▸ **Exercise description**
Copy out the line that contains "Where can you spot the large" and the lines after it through the final one in the entries below, exactly, with no other lines.

(Dataset records)
== Segment start ==

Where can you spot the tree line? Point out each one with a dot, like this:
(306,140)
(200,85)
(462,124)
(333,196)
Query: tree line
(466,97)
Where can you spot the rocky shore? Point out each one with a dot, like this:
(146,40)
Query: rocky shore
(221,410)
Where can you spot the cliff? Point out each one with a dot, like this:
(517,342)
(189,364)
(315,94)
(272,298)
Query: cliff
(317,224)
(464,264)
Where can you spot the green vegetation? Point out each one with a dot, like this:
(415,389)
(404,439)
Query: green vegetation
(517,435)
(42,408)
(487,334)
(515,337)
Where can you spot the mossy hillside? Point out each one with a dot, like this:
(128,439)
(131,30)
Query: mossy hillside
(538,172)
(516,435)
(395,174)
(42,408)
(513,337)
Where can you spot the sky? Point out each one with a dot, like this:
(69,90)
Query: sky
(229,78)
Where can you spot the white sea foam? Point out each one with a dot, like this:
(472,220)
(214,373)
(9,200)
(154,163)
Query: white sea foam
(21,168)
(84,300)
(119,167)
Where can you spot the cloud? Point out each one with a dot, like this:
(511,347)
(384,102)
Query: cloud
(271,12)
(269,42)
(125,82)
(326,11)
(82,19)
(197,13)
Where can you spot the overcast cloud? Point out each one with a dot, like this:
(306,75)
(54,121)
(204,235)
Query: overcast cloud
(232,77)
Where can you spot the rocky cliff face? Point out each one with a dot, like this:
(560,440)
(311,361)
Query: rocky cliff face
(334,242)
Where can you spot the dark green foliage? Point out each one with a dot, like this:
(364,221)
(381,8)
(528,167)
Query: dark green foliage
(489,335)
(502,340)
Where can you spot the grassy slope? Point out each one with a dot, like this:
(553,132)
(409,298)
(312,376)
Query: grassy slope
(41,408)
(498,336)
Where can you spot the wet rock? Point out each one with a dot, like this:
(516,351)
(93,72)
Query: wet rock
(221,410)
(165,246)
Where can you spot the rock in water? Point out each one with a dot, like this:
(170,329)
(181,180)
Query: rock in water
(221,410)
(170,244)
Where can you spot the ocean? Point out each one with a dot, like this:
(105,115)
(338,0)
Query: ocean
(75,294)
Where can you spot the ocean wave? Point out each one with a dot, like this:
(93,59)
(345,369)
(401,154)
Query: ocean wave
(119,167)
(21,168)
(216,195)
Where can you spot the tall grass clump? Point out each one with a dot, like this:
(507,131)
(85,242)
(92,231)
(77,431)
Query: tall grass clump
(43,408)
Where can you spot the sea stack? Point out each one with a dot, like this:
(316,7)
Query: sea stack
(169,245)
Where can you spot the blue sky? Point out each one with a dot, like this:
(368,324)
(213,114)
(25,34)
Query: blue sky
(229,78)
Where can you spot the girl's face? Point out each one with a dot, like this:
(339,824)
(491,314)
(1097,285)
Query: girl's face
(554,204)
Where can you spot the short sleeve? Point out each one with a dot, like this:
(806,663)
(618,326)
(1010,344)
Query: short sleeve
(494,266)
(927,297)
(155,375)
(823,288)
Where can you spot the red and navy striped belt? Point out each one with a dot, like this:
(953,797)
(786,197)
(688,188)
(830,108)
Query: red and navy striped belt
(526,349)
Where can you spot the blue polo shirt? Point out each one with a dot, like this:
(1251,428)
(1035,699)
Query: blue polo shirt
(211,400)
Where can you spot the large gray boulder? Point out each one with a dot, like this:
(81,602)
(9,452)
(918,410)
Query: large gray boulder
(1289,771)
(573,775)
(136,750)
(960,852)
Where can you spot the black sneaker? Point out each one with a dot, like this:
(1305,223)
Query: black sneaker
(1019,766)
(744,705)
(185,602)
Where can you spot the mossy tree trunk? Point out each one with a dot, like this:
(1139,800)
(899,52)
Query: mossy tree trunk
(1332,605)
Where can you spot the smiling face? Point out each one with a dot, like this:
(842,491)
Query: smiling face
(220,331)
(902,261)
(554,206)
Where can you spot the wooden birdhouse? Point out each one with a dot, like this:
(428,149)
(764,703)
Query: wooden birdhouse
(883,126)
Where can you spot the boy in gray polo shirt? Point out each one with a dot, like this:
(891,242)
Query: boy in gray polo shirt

== Segment end ==

▸ **Answer section**
Where can you spot the large gray boulder? Point out each one with a dot, like this:
(81,602)
(9,452)
(918,410)
Query: large gray boulder
(1289,771)
(573,775)
(136,750)
(960,852)
Where can you spot the black sneaker? Point out each one with a dot, like this:
(1305,223)
Query: black sneaker
(1019,766)
(744,705)
(185,602)
Where can you spot the mossy tree trunk? Point out each one with a dot, like this:
(1139,800)
(899,52)
Query: mossy tree trunk
(1332,605)
Where can you spot the smiling face? Point out each one with a dot, like this:
(842,491)
Query: smiling face
(220,331)
(902,261)
(554,206)
Where can you spot the wooden birdhouse? Point out each one with a dot, like this:
(428,149)
(764,703)
Query: wooden birdhouse
(883,126)
Where can you spot the boy in gray polo shirt? Point out each one with a dot, like this:
(891,242)
Query: boy in gray polo shirt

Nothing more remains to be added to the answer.